Data for processing »
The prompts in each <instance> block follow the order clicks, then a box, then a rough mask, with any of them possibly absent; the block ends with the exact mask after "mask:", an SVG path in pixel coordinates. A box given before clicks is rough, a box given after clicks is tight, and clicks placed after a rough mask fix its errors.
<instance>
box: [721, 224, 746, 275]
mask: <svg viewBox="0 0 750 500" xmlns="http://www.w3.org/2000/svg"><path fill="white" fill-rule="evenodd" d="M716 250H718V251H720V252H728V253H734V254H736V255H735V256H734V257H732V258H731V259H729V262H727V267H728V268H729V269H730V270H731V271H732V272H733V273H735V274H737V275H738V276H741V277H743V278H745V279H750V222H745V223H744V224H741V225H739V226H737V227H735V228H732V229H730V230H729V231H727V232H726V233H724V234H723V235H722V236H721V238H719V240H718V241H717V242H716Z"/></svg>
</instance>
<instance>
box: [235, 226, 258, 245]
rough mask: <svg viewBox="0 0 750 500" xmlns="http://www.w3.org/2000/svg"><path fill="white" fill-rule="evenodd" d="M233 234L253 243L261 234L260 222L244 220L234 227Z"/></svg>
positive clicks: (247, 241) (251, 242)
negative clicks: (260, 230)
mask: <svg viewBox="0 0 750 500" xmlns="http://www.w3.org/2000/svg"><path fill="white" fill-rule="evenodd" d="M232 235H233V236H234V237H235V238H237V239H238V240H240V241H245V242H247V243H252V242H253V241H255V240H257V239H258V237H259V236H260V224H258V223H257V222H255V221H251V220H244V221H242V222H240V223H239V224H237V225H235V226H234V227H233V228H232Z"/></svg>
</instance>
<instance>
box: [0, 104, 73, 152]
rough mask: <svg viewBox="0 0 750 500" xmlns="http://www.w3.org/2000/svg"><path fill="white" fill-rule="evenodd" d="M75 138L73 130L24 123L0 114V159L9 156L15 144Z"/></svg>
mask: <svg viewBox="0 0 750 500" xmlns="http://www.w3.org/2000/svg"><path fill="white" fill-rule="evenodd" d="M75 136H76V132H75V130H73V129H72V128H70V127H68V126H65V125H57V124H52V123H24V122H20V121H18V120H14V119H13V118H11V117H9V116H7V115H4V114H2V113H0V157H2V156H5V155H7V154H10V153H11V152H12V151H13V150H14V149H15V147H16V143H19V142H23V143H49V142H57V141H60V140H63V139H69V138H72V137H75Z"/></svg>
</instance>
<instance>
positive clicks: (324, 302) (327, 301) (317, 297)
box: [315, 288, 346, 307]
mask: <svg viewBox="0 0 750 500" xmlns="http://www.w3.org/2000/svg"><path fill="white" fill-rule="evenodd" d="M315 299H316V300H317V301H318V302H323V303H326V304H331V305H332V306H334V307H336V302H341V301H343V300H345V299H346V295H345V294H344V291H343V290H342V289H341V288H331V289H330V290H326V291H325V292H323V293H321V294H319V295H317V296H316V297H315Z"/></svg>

What to do » Your job is to print exactly the lines that run from the top of the entries through the line with "positive clicks: (247, 241) (251, 242)", and no others.

Solution for this problem »
The prompts in each <instance> block follow the order clicks, then a box, then a rough mask, with any of them possibly absent; the block ends with the exact mask after "mask:", an SVG path in pixel coordinates. A box given before clicks is rough, a box given after clicks is tight, and clicks placed after a rough mask fix its errors.
<instance>
box: [721, 224, 746, 275]
mask: <svg viewBox="0 0 750 500" xmlns="http://www.w3.org/2000/svg"><path fill="white" fill-rule="evenodd" d="M716 250H718V251H720V252H728V253H734V254H736V255H735V256H734V257H732V258H731V259H729V262H727V267H728V268H729V269H730V270H731V271H732V272H733V273H735V274H737V275H738V276H741V277H743V278H745V279H750V222H745V223H744V224H741V225H739V226H737V227H735V228H732V229H730V230H729V231H727V232H726V233H724V234H723V235H722V236H721V238H719V240H718V241H717V242H716Z"/></svg>
</instance>
<instance>
box: [235, 226, 258, 245]
rough mask: <svg viewBox="0 0 750 500" xmlns="http://www.w3.org/2000/svg"><path fill="white" fill-rule="evenodd" d="M233 234L253 243L261 234L260 222L244 220L234 227Z"/></svg>
positive clicks: (247, 241) (251, 242)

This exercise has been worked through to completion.